DIRECTIONS:
Please copy, word for word, the line that contains "Query: caterpillar true leg" and every line after it through the end of the records, and nothing more.

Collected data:
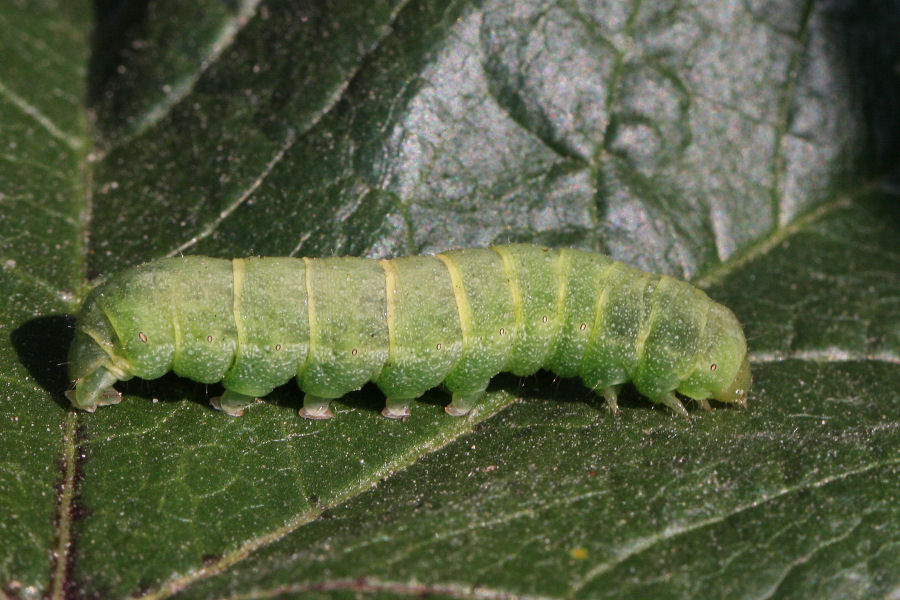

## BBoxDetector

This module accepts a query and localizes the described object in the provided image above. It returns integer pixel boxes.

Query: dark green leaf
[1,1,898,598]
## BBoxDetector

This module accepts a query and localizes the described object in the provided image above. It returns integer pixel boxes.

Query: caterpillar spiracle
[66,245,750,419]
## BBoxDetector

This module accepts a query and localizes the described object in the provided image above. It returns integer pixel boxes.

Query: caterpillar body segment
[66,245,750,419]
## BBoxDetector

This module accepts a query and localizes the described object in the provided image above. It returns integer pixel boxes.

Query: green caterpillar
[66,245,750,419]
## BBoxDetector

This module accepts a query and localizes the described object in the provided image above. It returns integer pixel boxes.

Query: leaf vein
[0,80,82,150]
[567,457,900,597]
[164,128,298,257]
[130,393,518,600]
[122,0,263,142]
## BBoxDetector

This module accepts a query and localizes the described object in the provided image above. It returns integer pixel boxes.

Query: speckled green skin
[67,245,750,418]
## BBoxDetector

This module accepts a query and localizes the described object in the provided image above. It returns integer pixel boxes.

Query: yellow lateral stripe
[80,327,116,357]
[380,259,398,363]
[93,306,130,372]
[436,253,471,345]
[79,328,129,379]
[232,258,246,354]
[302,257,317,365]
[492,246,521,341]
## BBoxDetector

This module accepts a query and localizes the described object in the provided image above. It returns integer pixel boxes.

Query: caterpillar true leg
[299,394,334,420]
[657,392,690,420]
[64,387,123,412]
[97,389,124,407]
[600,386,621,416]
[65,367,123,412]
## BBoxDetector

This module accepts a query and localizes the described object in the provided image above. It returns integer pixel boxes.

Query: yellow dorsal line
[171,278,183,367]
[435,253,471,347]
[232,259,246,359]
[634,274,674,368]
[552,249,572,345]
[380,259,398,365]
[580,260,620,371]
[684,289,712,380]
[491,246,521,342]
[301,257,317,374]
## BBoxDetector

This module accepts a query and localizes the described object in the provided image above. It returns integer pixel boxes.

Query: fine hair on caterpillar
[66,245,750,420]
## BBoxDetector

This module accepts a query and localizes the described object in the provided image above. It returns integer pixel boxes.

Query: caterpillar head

ANSWER SECTION:
Query: caterpillar true leg
[299,394,334,420]
[657,392,690,420]
[64,387,123,412]
[97,389,124,407]
[600,386,621,416]
[65,367,123,412]
## BBoxDetector

This module accepts a query and localizes the described object in the provided image above. It returns integer pixel boxes.

Query: yellow dorsal line
[171,278,183,367]
[435,253,471,347]
[232,259,246,359]
[634,274,674,368]
[552,249,572,345]
[380,259,398,365]
[580,260,620,371]
[684,289,712,380]
[491,246,521,342]
[301,257,317,374]
## BBoxDetector

This module accepts a query and localizes the described object in the provided image above. It returns integer pixel boxes.

Query: fine hair on caterpillar
[66,245,750,420]
## BBoxDetector

This module accepts a query and localizes the described object in the provided image above. It returns integer pixel boxes.

Query: caterpillar head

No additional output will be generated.